## Problems and tasks
1. Duplicate word for word the part of the conference announcement that opens with the words containing "Victorian Periodicals and" and closes with "September 16th-18th, 2005.".
2. According to the conference announcement, on what dates did the annual meeting take place?

## Given passage
- - - -

Victorian Periodicals and Politics: The Research Society for Victorian Periodicals Annual Meeting, Georgetown University, Washington, DC.
September 16th-18th, 2005.
         Session topics include Domesticity Commercialized and Professionalized, Art Journals and Criticism, Socialism and Anarchism in Fin-de-Siècle Periodicals, Periodical Authorship and Audience, a discussions on New Digitization Projects, Periodicals and Political Reform, Fin-de-Siècle Journals, National Identities, Imperial Identities, New Topics in Periodical Studies: Dance, Dining, & Music, Poetry, Periodicals, and Imperial Politics, Feminist Politics, Religion and Religious Periodicals, Women and their Magazines, a teaching round table and a discussion of New Digitalization Projects.

- - - -

## Supplied information

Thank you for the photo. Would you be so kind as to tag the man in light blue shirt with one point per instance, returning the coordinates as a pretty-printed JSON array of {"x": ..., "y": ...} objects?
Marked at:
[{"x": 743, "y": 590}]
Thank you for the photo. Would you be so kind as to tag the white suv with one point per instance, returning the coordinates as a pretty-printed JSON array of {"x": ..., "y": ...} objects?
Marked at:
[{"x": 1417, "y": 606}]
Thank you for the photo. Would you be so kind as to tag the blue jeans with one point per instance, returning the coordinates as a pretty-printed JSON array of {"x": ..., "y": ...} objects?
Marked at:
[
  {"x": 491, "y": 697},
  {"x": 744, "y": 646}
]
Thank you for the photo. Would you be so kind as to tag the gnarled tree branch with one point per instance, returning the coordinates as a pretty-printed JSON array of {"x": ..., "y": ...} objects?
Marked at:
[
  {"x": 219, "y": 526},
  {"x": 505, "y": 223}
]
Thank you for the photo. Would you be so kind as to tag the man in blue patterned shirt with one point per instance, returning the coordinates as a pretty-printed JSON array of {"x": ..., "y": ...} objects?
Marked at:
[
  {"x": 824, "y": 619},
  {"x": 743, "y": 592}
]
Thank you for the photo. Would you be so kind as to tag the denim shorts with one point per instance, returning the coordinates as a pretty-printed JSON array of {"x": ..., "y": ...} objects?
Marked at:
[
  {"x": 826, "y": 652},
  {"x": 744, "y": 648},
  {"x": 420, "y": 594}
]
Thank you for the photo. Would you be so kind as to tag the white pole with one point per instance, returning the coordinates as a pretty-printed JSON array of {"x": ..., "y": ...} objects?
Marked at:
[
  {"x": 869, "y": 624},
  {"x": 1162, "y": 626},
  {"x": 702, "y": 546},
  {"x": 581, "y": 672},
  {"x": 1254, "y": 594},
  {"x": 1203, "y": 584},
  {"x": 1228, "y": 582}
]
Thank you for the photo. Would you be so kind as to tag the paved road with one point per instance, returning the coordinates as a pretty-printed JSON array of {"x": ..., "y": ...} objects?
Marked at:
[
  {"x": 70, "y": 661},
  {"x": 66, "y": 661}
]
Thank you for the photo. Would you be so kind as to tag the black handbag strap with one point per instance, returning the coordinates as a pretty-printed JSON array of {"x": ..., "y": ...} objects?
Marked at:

- - - -

## Answers to the tasks
1.
Victorian Periodicals and Politics: The Research Society for Victorian Periodicals Annual Meeting, Georgetown University, Washington, DC.
September 16th-18th, 2005.

2. September 16th-18th, 2005.